Text segment:
8.8 Additional Insurance. Notwithstanding any provisions to the contrary contained in this Lease,
the insuring party shall also provide insurance against damage by such other perils as any mortgage
lending institution holding a mortgage on the Premises may from time to time require against damage
by such other perils as mortgage lending institutions generally may from time to time require in
case of similar properties and in such amounts.
8.9 Blanket Policy. If at any time during the term of this Lease the insuring party shall have in
full force and effect a blanket policy of general liability insurance and/or property insurance
with the same coverage for the Premises or for Tenant’s property as applicable all as described
above, as well as coverage of other premises and properties of the insuring party or in which the
insuring party has some interest, such blanket insurance shall satisfy the requirements hereof.
ARTICLE 9
USES PROHIBITED
USES PROHIBITED
Tenant shall not do nor permit anything to be done in or about the Premises, nor bring or keep
anything therein which is not within the permitted use of the Premises, which will in any way
increase the existing rate of or affect any fire or other insurance upon the Building or any of its
contents, nor cause a cancellation of any insurance policy covering said Building or the Center or
any part thereof or any of its contents. Tenant shall not do nor permit anything to be done in or
about the Premises which will in any way obstruct or interfere with the rights of other tenants or
occupants of the Building or the Center or injure or annoy them nor use or allow the Premises to be
used for any improper, immoral, unlawful or objectionable purpose; nor shall Tenant cause, maintain
or permit any nuisance in, on or about the Premises. Tenant shall not commit nor allow to be
committed any waste in or upon the Premises.
ARTICLE 10
COMPLIANCE WITH LAW
COMPLIANCE WITH LAW
Tenant shall not use the Premises, nor permit anything to be done in or about the Premises,
which will in any way conflict with any law, statute, ordinance or governmental rule or regulation
now in force or which may hereafter be enacted or promulgated. Tenant shall, at its sole cost and
expense, promptly comply with all laws, statutes, ordinances and governmental rules, regulations or
requirements now in force or which may hereafter be in force and with the requirements of any board
of fire underwriters or other similar bodies now or
hereafter constituted relating to or affecting the condition, use or occupancy of the Premises,
excluding structural changes not related to or affected by Tenant’s improvements or acts. The
judgment of any court of competent jurisdiction or the admission of Tenant in any action against
Tenant, whether Landlord be a party thereto or not, that Tenant has violated any law, statute,
ordinance or governmental rule, regulation or requirement, shall be conclusive of that fact as
between Landlord and Tenant.

Provided information:
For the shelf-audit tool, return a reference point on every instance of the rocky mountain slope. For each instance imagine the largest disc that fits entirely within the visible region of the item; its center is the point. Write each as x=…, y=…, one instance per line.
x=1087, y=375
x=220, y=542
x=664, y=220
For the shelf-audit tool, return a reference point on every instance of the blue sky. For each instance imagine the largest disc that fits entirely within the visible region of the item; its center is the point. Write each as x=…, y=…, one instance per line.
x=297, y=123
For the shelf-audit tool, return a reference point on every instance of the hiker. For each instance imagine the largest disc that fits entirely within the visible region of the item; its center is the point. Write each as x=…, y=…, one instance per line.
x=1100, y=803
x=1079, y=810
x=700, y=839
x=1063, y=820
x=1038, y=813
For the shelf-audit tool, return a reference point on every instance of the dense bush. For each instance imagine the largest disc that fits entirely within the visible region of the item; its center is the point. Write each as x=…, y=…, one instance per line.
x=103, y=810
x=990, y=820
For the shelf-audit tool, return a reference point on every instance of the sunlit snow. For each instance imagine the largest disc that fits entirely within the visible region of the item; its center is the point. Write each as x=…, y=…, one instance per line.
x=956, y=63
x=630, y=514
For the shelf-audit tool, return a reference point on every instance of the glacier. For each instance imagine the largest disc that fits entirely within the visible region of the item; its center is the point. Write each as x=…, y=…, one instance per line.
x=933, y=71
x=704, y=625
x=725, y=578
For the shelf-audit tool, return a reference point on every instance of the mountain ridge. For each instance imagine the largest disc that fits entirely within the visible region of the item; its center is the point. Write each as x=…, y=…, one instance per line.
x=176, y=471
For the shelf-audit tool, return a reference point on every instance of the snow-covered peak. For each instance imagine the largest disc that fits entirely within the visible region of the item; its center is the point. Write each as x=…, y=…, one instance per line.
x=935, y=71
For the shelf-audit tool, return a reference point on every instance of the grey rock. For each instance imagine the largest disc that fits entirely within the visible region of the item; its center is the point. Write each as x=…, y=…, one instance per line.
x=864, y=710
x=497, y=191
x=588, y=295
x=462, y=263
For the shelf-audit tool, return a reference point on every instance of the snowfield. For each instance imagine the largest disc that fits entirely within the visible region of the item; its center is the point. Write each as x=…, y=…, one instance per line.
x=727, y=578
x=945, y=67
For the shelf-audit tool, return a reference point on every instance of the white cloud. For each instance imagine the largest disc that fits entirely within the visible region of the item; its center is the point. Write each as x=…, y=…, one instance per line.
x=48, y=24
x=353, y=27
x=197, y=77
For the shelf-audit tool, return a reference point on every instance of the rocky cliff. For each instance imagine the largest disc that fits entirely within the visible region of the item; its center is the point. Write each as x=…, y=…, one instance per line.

Directive: Carry the lease excerpt above forward from its last sentence.

Result below:
ARTICLE 11
ALTERATIONS AND ADDITIONS
ALTERATIONS AND ADDITIONS
Tenant shall not make or allow to be made any alterations, additions or improvements to or of
the Premises or any part thereof excepting non-structural interior alterations not exceeding Five
Thousand Dollars ($5,000.00) in cost without first obtaining the written consent of Landlord, and
any alterations, additions or improvements to or of said Premises, including, but not limited to,
wall covering, paneling and built-in cabinet work, but excepting movable furniture and trade
fixtures, shall at once become a part of the realty and belong to the Landlord and shall be
surrendered with the Premises. In the event Landlord consents to the making of any alterations,
additions or improvements to the Premises by Tenant, the same shall be made by Tenant at Tenant’s
sole cost and expense. Notwithstanding anything to the contrary herein, no installation,
alterations, additions or improvements to or of any electrical system or outlet to or of the
Premises, or any part thereof, shall be made, or allowed to be made by Tenant without first
obtaining the written consent of Landlord. Upon the expiration or sooner termination of the term
hereof, Tenant shall, upon written demand by Landlord, give at least thirty (30) days prior to the
end of the term, at Tenant’s sole cost and expense, forthwith and with all due diligence, remove
any alterations, additions, or improvements made by Tenant designated by Landlord to be removed,
including trade fixtures, movable furniture and inventory, and Tenant shall, forthwith and with all
due diligence, at its sole cost and expense, repair any damage to the Premises caused by such
removal.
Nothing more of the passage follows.